Items from a labeling collection:
···
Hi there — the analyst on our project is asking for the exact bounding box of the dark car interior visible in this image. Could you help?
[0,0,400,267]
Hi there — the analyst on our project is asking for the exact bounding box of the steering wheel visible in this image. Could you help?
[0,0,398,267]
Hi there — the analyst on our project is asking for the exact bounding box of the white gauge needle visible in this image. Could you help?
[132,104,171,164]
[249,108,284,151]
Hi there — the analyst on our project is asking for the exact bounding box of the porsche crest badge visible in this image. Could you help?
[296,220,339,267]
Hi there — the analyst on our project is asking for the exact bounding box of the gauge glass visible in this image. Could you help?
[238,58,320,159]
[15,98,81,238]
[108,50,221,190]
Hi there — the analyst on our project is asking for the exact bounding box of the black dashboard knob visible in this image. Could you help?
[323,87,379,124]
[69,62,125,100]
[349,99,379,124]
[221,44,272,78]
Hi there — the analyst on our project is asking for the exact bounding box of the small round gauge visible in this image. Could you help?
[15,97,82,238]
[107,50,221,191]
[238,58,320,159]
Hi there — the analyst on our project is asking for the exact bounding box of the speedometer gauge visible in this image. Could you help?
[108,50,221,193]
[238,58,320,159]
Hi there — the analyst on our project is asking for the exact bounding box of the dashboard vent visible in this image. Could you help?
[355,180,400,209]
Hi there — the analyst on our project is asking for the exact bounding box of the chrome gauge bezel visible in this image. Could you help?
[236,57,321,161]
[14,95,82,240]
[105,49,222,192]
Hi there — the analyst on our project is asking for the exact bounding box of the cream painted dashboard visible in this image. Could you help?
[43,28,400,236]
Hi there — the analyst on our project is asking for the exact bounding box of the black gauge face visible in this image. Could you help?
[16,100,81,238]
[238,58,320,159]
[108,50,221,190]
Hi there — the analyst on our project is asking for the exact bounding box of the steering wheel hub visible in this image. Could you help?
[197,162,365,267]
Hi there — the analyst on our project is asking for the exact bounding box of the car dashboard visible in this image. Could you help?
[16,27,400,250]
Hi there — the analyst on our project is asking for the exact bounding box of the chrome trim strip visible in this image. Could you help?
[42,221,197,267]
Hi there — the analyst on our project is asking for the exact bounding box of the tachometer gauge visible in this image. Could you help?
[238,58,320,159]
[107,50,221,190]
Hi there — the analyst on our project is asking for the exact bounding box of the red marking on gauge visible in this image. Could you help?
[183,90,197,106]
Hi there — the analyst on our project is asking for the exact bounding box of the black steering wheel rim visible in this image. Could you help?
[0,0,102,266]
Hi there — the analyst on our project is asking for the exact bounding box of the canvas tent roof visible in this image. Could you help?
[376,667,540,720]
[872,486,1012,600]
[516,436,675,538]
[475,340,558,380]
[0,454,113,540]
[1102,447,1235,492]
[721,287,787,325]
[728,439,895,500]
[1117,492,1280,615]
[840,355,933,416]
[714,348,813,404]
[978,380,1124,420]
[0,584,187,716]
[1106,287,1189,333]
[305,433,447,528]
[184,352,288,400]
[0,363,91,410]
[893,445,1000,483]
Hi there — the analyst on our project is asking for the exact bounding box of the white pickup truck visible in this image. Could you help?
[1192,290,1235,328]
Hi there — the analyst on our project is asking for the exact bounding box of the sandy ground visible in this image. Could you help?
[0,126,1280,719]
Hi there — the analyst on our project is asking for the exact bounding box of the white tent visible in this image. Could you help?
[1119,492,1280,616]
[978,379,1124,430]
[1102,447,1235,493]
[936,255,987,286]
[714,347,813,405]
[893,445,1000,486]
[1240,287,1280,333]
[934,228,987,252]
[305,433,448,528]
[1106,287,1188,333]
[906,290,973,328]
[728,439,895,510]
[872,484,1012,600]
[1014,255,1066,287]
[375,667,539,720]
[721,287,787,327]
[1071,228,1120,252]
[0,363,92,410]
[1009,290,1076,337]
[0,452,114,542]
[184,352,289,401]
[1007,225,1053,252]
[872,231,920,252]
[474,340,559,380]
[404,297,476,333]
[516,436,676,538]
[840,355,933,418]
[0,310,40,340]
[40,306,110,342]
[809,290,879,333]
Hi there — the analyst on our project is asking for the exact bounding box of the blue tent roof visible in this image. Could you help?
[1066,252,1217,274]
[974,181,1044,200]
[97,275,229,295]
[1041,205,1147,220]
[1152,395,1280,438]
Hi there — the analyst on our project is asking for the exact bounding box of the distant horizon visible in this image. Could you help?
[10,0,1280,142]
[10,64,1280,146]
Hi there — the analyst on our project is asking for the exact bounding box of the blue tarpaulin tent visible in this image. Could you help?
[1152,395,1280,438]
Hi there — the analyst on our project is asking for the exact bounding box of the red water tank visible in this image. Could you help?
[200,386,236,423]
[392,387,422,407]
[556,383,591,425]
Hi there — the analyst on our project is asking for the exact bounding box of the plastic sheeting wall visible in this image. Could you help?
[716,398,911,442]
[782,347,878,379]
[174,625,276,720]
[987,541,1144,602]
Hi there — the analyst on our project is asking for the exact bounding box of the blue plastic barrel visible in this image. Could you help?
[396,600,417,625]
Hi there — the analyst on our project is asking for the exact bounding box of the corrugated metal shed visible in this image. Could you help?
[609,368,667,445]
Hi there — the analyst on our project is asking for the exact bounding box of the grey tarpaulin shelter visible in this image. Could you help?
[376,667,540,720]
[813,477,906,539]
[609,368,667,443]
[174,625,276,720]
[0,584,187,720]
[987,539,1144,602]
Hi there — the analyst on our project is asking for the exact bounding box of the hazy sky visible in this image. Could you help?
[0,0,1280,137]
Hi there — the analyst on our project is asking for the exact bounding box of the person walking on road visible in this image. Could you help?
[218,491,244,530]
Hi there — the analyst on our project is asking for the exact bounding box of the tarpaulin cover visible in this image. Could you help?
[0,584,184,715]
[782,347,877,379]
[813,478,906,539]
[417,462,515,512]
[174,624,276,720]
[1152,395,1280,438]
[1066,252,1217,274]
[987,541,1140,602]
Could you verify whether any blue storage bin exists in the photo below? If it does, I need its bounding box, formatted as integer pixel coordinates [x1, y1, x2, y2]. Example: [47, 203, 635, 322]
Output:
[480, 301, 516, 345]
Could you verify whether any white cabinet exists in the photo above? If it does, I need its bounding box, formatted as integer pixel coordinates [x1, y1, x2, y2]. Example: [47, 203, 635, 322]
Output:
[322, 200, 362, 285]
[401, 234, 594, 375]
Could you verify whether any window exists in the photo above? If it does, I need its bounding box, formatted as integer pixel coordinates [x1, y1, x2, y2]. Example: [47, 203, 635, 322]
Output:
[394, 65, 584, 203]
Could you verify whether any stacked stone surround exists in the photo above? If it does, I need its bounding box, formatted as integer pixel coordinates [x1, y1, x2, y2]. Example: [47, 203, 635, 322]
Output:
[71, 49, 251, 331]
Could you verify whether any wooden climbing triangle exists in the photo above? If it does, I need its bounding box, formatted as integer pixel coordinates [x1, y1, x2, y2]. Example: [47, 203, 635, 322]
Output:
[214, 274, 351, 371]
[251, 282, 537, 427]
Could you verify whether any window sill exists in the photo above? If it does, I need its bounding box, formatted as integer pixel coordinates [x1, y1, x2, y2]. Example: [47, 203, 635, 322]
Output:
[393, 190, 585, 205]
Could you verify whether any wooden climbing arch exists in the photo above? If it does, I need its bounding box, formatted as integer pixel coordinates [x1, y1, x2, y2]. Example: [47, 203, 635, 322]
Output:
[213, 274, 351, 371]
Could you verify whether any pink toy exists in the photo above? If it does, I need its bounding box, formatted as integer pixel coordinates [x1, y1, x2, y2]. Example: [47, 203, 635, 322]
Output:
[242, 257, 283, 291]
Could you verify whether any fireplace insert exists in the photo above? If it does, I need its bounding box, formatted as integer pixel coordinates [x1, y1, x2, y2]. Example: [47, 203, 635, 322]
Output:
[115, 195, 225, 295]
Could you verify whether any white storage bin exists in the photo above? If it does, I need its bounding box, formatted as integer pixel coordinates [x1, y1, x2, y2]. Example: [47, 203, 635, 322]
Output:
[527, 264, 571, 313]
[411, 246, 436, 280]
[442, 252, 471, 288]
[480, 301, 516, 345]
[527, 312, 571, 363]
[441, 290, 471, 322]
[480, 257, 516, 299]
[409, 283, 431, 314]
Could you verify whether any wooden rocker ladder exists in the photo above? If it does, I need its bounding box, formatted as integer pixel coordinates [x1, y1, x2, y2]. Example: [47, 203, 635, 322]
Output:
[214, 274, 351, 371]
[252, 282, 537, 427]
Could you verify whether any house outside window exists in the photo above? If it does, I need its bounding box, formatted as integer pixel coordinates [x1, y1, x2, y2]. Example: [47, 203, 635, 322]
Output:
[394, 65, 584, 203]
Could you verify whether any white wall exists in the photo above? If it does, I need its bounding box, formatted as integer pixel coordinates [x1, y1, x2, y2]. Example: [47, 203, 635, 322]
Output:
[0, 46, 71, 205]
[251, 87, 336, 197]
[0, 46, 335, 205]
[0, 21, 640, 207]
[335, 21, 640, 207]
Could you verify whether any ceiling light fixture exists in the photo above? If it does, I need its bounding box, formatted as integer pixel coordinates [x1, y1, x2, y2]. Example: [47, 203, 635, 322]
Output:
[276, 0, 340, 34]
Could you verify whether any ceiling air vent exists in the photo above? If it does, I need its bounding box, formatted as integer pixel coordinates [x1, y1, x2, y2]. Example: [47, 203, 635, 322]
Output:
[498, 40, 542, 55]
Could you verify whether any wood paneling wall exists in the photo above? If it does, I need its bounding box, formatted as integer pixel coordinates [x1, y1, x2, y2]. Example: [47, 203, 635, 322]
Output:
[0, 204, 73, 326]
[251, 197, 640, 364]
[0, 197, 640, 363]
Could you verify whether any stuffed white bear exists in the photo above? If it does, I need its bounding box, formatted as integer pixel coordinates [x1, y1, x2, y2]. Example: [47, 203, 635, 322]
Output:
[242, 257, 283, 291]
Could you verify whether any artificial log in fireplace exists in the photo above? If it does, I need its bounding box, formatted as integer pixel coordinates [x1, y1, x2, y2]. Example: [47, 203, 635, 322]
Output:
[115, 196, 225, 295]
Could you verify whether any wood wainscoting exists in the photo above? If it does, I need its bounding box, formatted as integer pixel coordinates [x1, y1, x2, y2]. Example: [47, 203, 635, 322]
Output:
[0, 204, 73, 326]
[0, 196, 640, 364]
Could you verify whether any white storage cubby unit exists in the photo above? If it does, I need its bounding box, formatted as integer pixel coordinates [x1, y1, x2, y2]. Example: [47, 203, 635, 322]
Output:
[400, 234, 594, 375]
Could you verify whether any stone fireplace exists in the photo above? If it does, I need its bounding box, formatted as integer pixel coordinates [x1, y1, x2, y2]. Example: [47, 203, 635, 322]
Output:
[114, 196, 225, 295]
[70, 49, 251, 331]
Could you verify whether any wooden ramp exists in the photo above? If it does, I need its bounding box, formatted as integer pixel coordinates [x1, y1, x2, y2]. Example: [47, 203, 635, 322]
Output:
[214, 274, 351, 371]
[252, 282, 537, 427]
···
• EXERCISE DIRECTIONS: Rewrite the records above, from the start up to and including the line with "[249,108,284,151]", keeping each request. Scale every bounding-box coordinate in the answers by 1.05, rounding to whole numbers with halves up.

• THE SOLUTION:
Hi there — the analyst on our project is asking for the exact bounding box of the dark car interior visible in this image. Could you help?
[0,0,420,280]
Hi there — the analyst on our project is asking for the exact bounding box of the steering wheel visible in this image. Could you help?
[0,0,418,280]
Hi there — the analyst on our project is asking for the exact bounding box of the white gauge needle visible in this image. Could you help?
[139,109,180,172]
[261,113,298,159]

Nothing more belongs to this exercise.